● YOUR TASK: Pull out every line of the records that contains the word "snowy", treating uppercase and lowercase as different.

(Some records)
────

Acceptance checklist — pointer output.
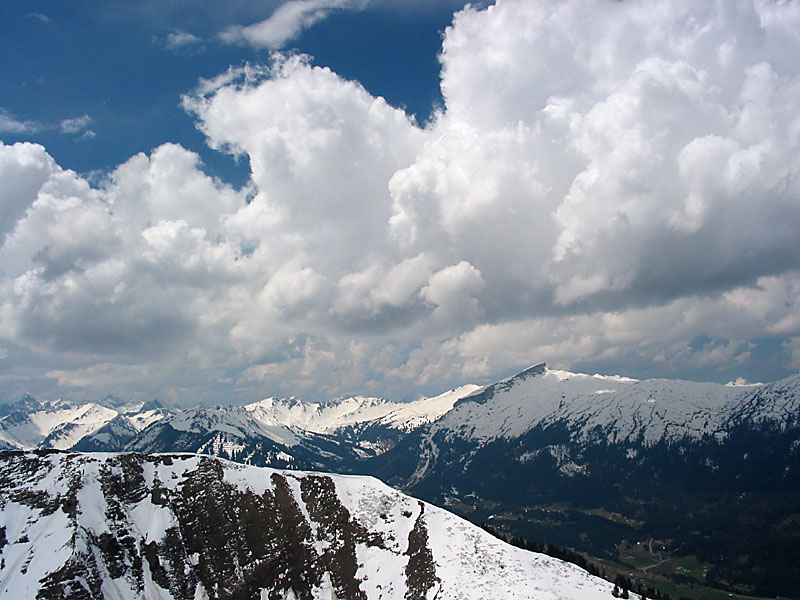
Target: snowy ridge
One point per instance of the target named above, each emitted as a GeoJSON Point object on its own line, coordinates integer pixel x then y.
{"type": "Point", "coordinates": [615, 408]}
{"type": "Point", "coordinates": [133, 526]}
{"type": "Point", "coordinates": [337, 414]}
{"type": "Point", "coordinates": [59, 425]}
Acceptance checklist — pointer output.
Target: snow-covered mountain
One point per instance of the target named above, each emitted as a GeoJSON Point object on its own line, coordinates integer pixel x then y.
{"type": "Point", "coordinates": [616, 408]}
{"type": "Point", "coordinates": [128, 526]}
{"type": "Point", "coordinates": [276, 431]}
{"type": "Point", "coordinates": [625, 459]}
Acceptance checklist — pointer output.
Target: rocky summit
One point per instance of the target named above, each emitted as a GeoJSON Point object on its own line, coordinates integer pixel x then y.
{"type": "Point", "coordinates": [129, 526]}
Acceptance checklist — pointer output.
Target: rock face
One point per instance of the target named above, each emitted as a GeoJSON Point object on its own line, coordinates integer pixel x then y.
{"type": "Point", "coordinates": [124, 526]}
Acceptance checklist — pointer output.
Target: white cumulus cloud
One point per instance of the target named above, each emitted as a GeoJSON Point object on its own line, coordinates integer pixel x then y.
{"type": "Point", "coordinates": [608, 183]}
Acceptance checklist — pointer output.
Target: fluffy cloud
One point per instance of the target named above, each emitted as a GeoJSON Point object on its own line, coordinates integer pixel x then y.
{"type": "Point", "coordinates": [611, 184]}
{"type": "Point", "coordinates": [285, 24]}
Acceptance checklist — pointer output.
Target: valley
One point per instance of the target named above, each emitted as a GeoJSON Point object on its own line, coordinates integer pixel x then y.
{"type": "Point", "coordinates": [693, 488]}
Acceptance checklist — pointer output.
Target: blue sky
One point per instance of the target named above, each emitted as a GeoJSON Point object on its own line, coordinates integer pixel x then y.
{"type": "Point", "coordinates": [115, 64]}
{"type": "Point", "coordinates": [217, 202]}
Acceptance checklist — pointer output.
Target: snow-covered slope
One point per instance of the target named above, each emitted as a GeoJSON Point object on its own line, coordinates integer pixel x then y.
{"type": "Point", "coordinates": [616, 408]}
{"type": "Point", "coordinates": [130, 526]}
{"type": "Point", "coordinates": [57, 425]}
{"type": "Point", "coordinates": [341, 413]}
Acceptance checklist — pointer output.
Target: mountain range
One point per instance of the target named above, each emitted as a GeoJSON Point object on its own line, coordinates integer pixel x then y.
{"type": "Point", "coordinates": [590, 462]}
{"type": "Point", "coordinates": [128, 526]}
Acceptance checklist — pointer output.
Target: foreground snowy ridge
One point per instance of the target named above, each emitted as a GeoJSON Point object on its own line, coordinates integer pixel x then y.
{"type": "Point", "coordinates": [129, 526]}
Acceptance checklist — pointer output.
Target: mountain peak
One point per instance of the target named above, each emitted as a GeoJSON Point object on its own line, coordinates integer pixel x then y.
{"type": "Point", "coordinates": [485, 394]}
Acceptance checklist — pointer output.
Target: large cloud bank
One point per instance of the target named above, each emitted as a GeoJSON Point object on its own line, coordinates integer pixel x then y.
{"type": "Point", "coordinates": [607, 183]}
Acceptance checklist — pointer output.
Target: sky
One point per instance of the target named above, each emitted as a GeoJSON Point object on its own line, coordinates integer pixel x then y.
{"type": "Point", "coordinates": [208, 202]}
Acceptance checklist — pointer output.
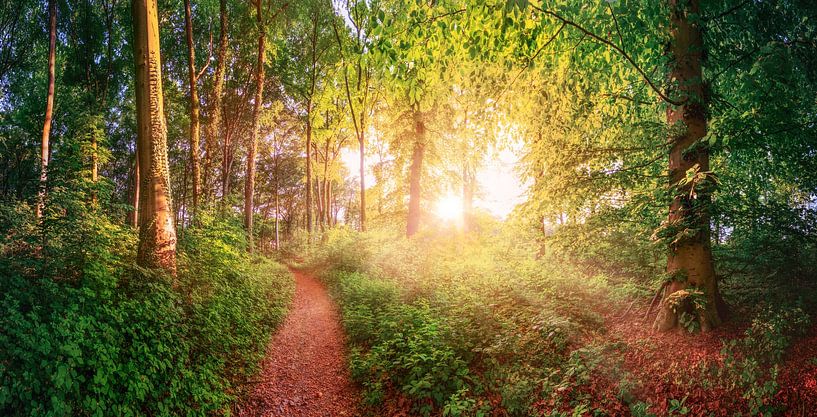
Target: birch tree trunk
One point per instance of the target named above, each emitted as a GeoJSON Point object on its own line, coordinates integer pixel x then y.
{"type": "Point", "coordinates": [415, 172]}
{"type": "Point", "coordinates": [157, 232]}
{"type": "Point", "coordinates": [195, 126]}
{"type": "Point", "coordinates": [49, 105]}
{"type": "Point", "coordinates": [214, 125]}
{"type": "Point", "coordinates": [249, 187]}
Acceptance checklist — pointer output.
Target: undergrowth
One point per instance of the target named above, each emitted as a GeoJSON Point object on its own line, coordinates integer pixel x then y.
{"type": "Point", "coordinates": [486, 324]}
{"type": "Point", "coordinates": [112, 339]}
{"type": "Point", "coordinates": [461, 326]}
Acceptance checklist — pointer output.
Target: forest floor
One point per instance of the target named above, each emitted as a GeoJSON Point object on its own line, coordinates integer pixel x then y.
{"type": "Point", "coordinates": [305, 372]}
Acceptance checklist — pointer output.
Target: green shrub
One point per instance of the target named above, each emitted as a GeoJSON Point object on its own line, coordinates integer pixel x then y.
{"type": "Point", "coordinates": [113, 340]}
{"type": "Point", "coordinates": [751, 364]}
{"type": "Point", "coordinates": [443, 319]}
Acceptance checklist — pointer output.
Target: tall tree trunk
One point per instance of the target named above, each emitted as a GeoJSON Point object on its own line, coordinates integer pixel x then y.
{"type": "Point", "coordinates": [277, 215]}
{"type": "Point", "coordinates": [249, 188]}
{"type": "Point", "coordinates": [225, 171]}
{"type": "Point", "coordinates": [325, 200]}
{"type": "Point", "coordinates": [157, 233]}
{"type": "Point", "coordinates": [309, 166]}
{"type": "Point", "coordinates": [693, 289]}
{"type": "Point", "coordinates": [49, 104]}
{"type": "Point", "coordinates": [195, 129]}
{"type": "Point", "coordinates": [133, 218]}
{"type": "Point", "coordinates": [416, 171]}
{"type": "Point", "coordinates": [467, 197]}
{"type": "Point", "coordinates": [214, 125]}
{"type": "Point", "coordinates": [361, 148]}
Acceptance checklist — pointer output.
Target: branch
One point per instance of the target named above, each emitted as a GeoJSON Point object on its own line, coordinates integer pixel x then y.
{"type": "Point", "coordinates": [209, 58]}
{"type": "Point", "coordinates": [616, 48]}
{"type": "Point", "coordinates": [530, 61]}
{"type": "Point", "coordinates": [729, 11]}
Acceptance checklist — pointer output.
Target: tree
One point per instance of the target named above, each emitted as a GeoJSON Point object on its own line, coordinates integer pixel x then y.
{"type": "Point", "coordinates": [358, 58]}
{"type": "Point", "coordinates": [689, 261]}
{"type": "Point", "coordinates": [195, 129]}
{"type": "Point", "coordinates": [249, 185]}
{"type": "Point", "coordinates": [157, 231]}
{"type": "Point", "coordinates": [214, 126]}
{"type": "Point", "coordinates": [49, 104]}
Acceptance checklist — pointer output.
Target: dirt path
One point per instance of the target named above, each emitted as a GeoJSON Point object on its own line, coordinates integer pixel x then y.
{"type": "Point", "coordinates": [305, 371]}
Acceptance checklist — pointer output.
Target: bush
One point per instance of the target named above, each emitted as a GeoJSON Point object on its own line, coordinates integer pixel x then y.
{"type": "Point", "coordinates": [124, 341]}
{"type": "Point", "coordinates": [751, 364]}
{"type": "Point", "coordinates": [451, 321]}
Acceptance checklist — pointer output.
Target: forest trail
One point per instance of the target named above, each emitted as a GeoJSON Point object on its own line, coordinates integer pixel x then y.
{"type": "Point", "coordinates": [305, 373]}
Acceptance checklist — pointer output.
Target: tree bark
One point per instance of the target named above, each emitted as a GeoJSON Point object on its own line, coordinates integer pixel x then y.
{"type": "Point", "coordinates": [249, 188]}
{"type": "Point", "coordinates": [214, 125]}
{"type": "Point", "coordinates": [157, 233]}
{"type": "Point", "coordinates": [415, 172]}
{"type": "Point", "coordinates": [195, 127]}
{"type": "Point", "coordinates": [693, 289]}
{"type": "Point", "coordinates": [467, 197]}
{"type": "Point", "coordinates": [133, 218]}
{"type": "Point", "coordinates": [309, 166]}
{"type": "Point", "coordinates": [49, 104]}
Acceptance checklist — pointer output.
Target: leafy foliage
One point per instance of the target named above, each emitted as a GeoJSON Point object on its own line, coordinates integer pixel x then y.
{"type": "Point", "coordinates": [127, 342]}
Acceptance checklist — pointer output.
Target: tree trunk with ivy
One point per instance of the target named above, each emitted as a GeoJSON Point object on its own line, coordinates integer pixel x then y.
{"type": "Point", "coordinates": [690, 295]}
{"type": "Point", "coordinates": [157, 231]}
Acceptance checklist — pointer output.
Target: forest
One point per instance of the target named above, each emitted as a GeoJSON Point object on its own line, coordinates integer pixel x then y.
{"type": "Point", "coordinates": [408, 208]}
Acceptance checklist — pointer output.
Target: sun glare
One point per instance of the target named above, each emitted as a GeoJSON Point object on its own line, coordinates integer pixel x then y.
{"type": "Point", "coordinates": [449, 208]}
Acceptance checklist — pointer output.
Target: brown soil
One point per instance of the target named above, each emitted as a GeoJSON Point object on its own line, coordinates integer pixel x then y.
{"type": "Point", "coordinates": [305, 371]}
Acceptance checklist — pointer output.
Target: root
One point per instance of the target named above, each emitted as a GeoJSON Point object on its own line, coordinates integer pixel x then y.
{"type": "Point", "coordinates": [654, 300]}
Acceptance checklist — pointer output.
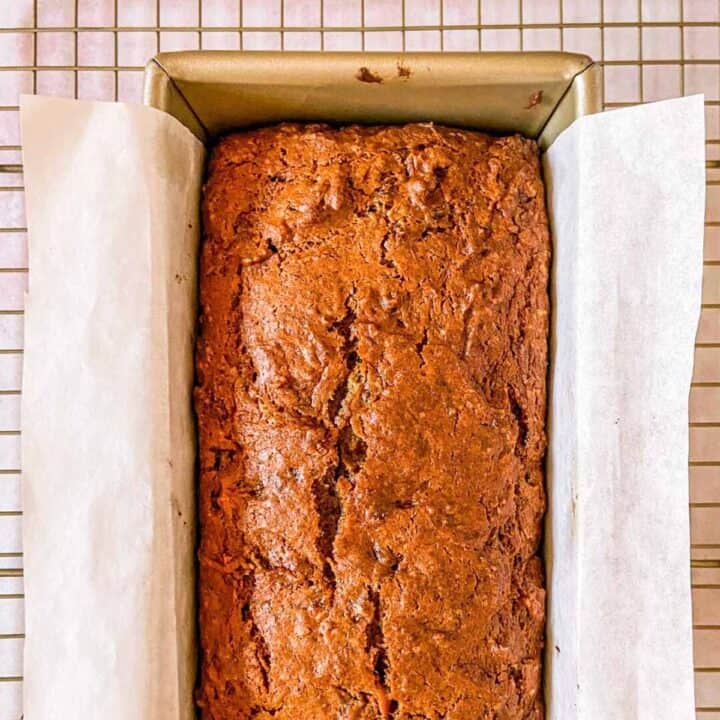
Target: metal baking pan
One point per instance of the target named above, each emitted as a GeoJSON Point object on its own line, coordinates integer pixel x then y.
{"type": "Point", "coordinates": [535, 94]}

────

● ANSWER FOR THIS EXERCISE:
Target: snowy ridge
Target: foreground snowy ridge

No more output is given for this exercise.